**Text excerpt**
The Modern Mirror 11 min read
A tarot card held upside down between two fingers against a dark background, warm light catching the inverted imagery and creating a sense of shifted perspective

You pulled a card and it landed upside down. Now what? If you have read any tarot content online, you have probably encountered the idea that a reversed card means the opposite of its upright meaning. The Tower upright means destruction; The Tower reversed means... construction? That cannot be right. And it is not.

Reversed tarot cards are one of the most misunderstood aspects of tarot reading. The misunderstanding turns a nuanced symbolic system into a blunt instrument: upright good, reversed bad. This binary is not only inaccurate — it actively prevents you from getting useful information from your readings.

Here is what reversed cards actually are, how to read them intelligently, and whether you should be using them at all.

In short: A reversed tarot card is not the opposite of its upright meaning. It signals that the card's energy is complicated: blocked, internalized, excessive, or just emerging. Four practical approaches include reading reversals as delayed energy, inner versus outer expression, Jungian shadow, or reduced intensity. Beginners should master upright meanings first, then introduce reversals gradually starting with the Major Arcana.

What a reversal actually is

When a tarot card appears upside down in a reading, it is not the card's opposite. It is the card's complication.

Think of it this way: every tarot card describes an energy, a theme, or a psychological state. When the card is upright, that energy is flowing in its most recognizable form. When reversed, that same energy is still present — but something about its expression is off. It might be blocked, internalized, excessive, resisted, or just beginning to emerge.

The difference between "this energy is flowing clearly" and "this energy is present but complicated" is not the same as the difference between "good" and "bad." Some cards are genuinely difficult upright (the Ten of Swords is brutal either way), and some cards are gentler when reversed (The Tower reversed often means the worst has already passed). The reversal modifies the energy. It does not negate it.

**Provided information**
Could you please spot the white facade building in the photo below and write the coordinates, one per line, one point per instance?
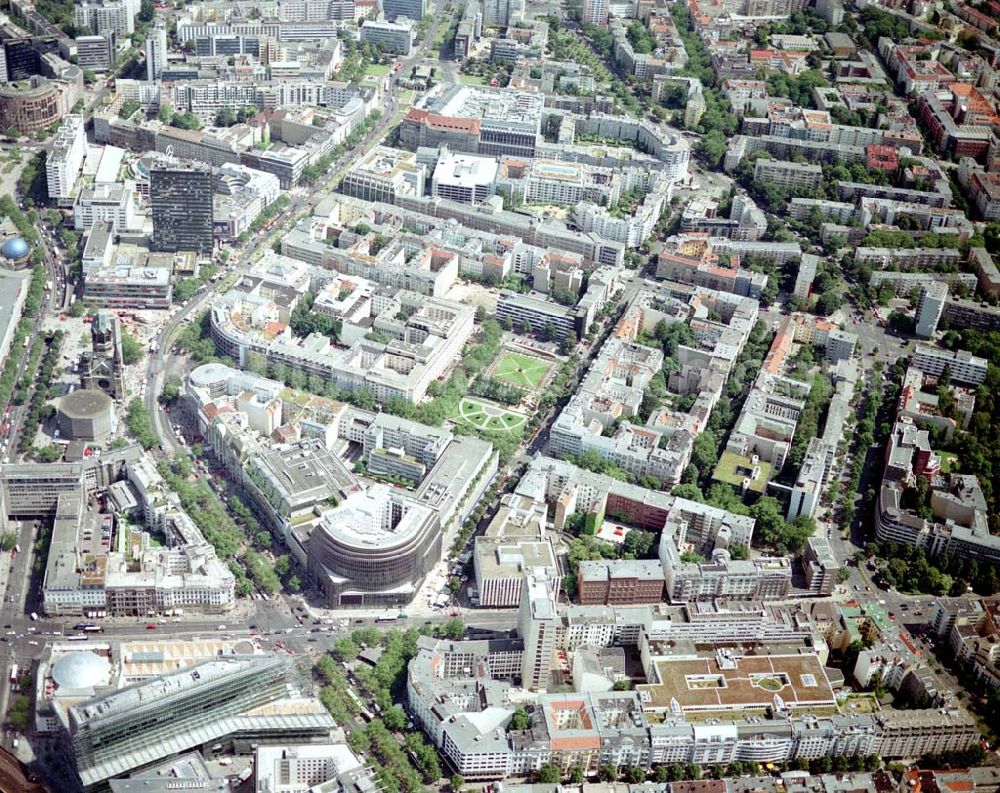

---

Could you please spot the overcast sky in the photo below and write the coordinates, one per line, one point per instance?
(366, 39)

**Short task**
Pick up the text on reversed tarot cards after its last sentence and carry it forward. The rows come from a separate source and have no connection to the text.

**Solved exercise**
Carl Jung's concept of enantiodromia — the tendency of things to turn into their opposites when pushed to an extreme — is useful here. Jung observed that excessive expressions of any psychological force tend to flip. Too much rigid control becomes loss of control. Too much openness becomes formlessness. A reversed card often points to this dynamic: the energy of the card has gone too far in one direction, or has not gone far enough, and the result is a distorted version of what the upright card represents.

Four approaches to reading reversals

There is no single "correct" method for interpreting reversed cards. Different readers use different frameworks, and part of developing your own practice is discovering which approach produces the most useful insights for you. Here are four legitimate methods.

1. Blocked or delayed energy

The simplest approach. The energy of the card is present but cannot flow freely. Something is in the way — fear, external circumstances, another person, your own resistance.

Example: The Ace of Cups upright represents a new emotional beginning — fresh love, emotional openness, a creative spark from the heart. Reversed, this energy is present but blocked. You want to open up emotionally, but something is preventing it. Maybe you are not ready. Maybe the timing is wrong. Maybe past pain has created a wall you have not addressed yet.

This approach works well for practical questions: What is preventing progress? What is stuck?

2. Internal vs. external expression

Upright cards tend to manifest externally — in events, relationships, visible changes. Reversed cards point the same energy inward. The experience is happening inside you rather than in the world around you.

Example: The Fool upright might mean an actual leap into something new — a move, a new project, a spontaneous decision. The Fool reversed suggests the same energy of new beginnings is stirring, but it is happening internally. You are mentally preparing to start something, reimagining your life, or processing the desire for freedom without yet acting on it.

This approach draws on depth psychology's distinction between inner and outer experience. What matters psychologically is not always what shows on the surface.

3. Shadow expression

This is the Jungian approach, and it tends to produce the most psychologically rich readings. Every card has a shadow — a version of its energy that operates unconsciously, defensively, or self-destructively. The reversal points to that shadow.

Example: The Emperor upright represents structure, authority, protective boundaries. The Emperor reversed, in its shadow expression, might be rigidity, authoritarianism, controlling behavior, or the inability to let go of power. The energy is the same — it is still about authority and structure — but it has become distorted by unconscious needs.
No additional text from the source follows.